* _Task A_
From the Dask page below, extract word for word the passage starting with "# Table of Contents" and going on through "GIL vs Multiprocessing](#Exercise-4:-GIL-vs-Multiprocessing)".

!["Anaconda"](img/anaconda-logo.png)
<br>
*Copyright Continuum 2012-2016 All Rights Reserved.*

# Dask and Imperative Programming

The **dask `do()` function** helps you to construct custom dask graphs using more typical coding styles than the explicit construction of a dictionary.

# Table of Contents
* [Dask and Imperative Programming](#Dask-and-Imperative-Programming)
* [Imperative Programming](#Imperative-Programming)
	* [Custom graphs with `do`](#Custom-graphs-with-do)
	* [A Familiar Example](#A-Familiar-Example)
* [Exercise 1: Create a Graph](#Exercise-1:-Create-a-Graph)
* [Exercise 2: Parallel Estimation of Pi](#Exercise-2:-Parallel-Estimation-of-Pi)
* [Exercise 3: Small Tasks in Parallel](#Exercise-3:-Small-Tasks-in-Parallel)
* [Exercise 4: GIL vs Multiprocessing](#Exercise-4:-GIL-vs-Multiprocessing)


# Imperative Programming

Many problems don't fit cleanly into `ndarray` or `DataFrame` abstractions.  How can we use dask to parallelize more custom workloads?

* _Task input_

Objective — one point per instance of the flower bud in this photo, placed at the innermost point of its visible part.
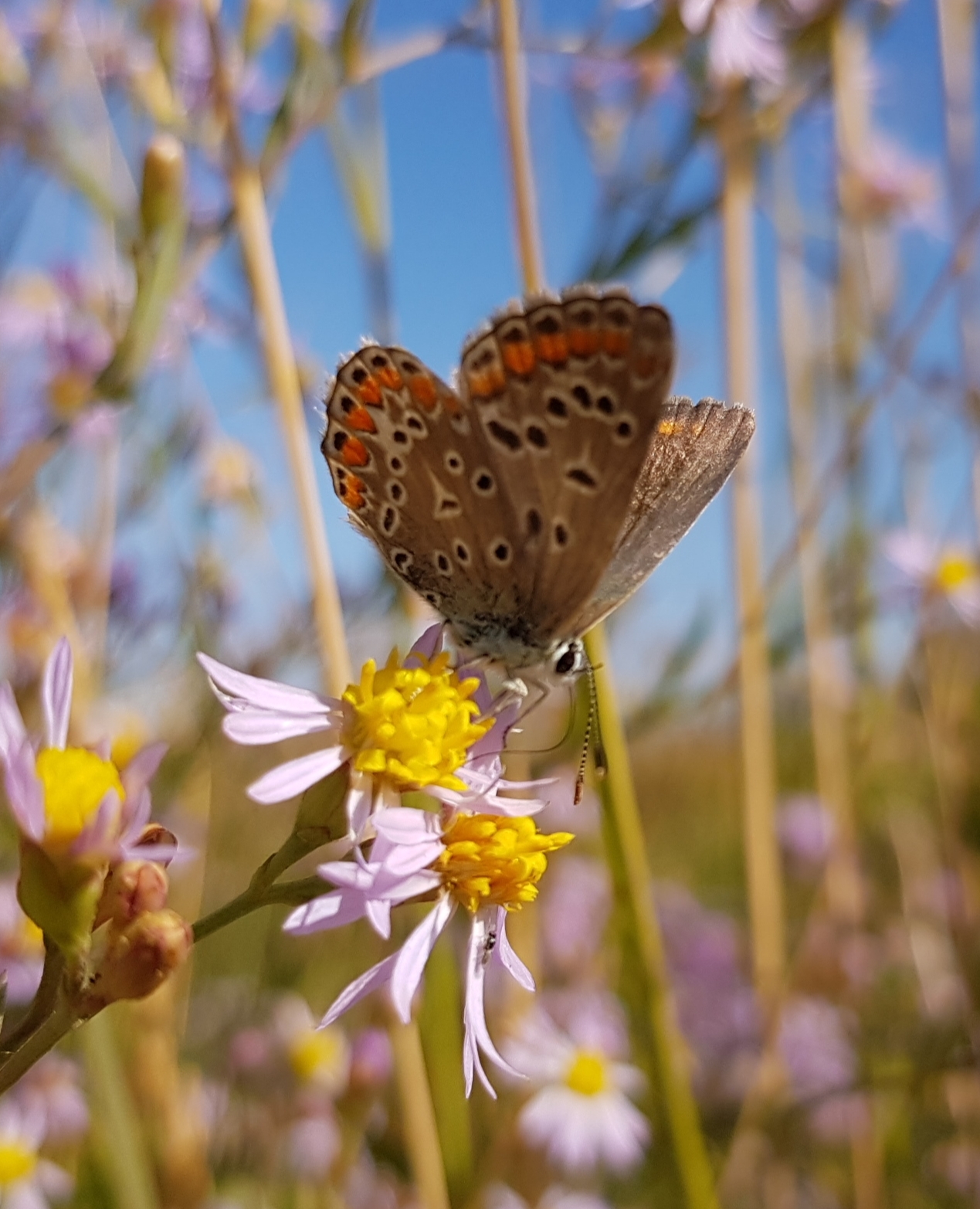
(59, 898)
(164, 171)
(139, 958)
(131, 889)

...

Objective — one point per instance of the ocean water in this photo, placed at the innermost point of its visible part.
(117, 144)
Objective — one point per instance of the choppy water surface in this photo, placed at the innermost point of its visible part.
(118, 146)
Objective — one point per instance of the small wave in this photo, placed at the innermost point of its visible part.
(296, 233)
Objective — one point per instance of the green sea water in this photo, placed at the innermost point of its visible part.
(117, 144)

* * *

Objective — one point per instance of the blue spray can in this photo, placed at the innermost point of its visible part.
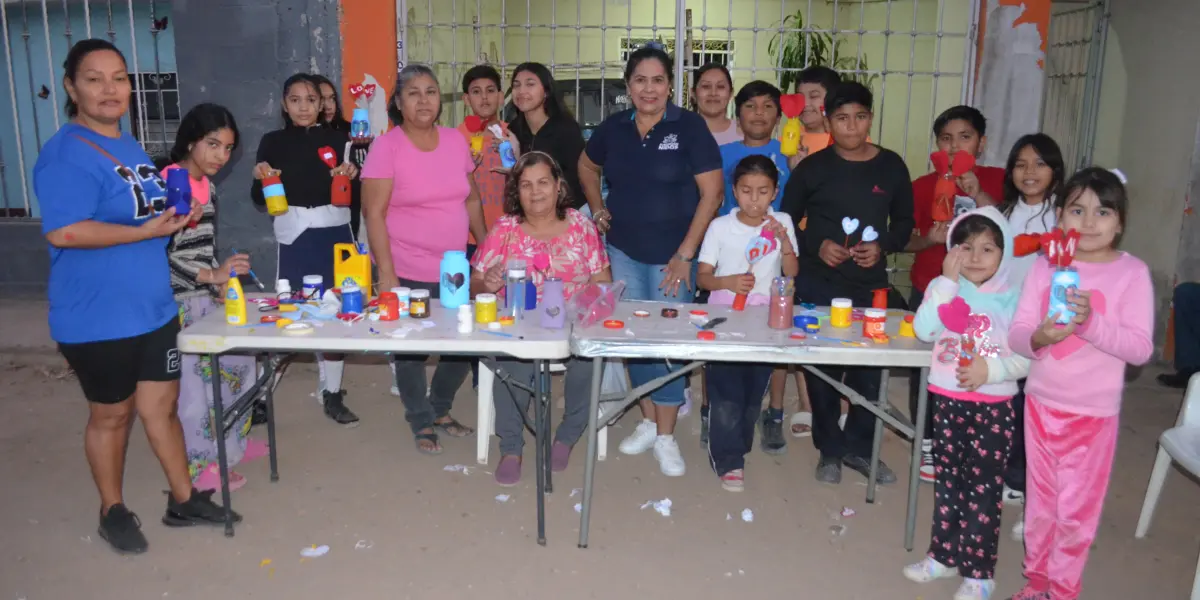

* _Task B_
Count the lines of the records above that contain the string "placed", treating case as significant, and reply with only the number.

* _Correct result A_
# Table of Contents
* [Dask and Imperative Programming](#Dask-and-Imperative-Programming)
* [Imperative Programming](#Imperative-Programming)
	* [Custom graphs with `do`](#Custom-graphs-with-do)
	* [A Familiar Example](#A-Familiar-Example)
* [Exercise 1: Create a Graph](#Exercise-1:-Create-a-Graph)
* [Exercise 2: Parallel Estimation of Pi](#Exercise-2:-Parallel-Estimation-of-Pi)
* [Exercise 3: Small Tasks in Parallel](#Exercise-3:-Small-Tasks-in-Parallel)
* [Exercise 4: GIL vs Multiprocessing](#Exercise-4:-GIL-vs-Multiprocessing)

* _Correct result B_
6